SET EXERCISE A: From the system design notes, copy the passage word for word, beginning at the words "Interview narration strategy" and stopping after "a red flag).".
SET EXERCISE B:
Answer these questions from the system design notes:
(i) How much time is set aside for clarifying requirements?
(ii) What is the maximum delay in the reconnect backoff after a WS connection drop?
(iii) What does a reconnect send so the client receives missed messages?

Interview narration strategy — Structure your answer: (1) Clarify requirements — 2 minutes. (2) High-level diagram — 3 minutes. (3) Deep dive into 2-3 components the interviewer flags as interesting. (4) Discuss tradeoffs of your choices. (5) Address scaling and failure scenarios. Signal seniority by mentioning what you'd NOT build initially (over-engineering is a red flag).
Failure handling and resilience — WS connection drop: client reconnects with exponential backoff (1s, 2s, 4s, max 30s). Reconnect sends last_event_id to receive missed messages. Server crash: Redis pub/sub state is in-memory — on restart, clients reconnect and replay. Message loss window: minimize by persisting to DB before broadcasting. Circuit breaker on external services (FCM, S3).

COLLECTED MATERIAL:
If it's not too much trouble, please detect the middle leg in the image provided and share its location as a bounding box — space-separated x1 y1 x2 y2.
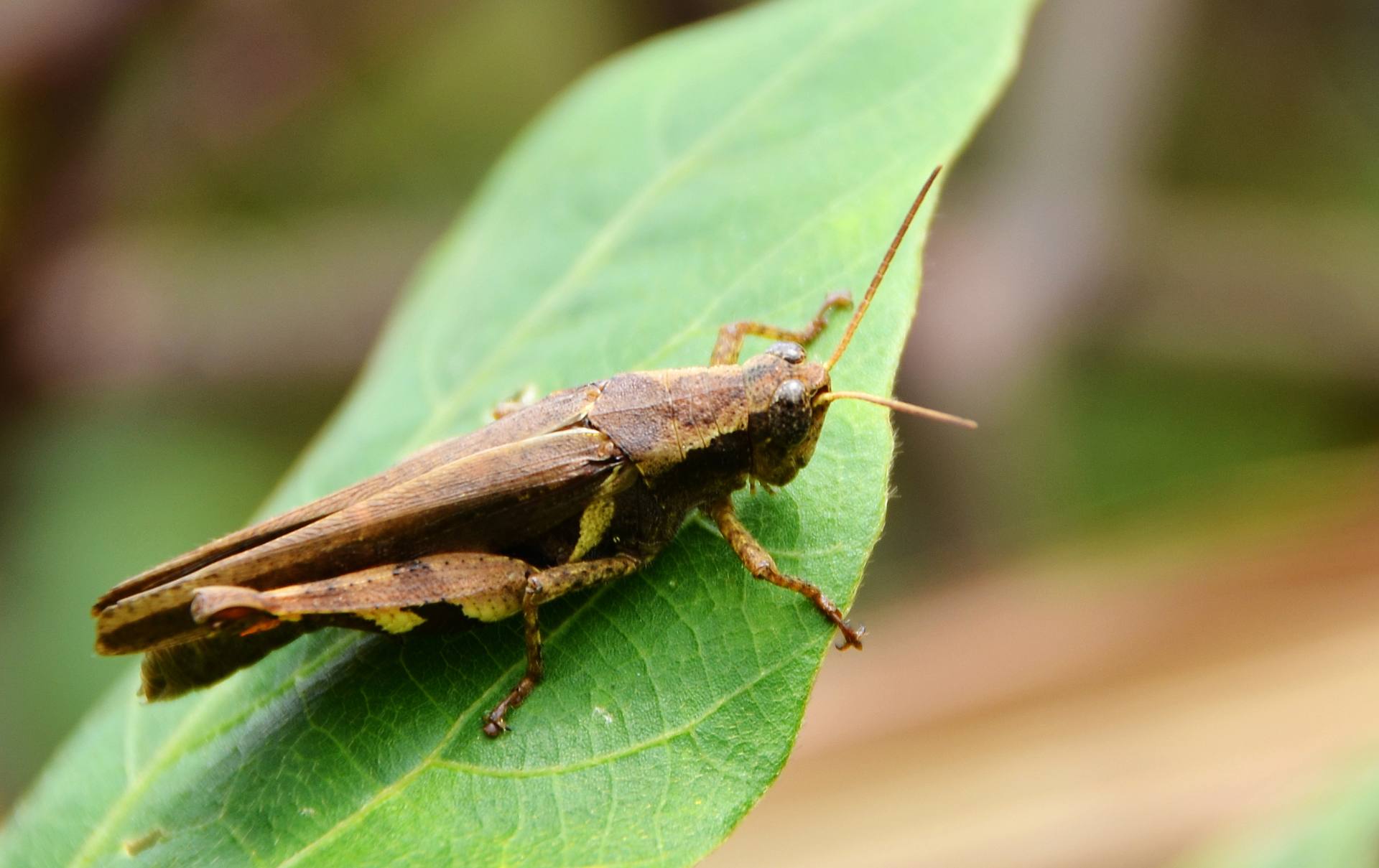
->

ANSWER A:
Interview narration strategy — Structure your answer: (1) Clarify requirements — 2 minutes. (2) High-level diagram — 3 minutes. (3) Deep dive into 2-3 components the interviewer flags as interesting. (4) Discuss tradeoffs of your choices. (5) Address scaling and failure scenarios. Signal seniority by mentioning what you'd NOT build initially (over-engineering is a red flag).

ANSWER B:
(i) 2 minutes
(ii) 30 seconds
(iii) last_event_id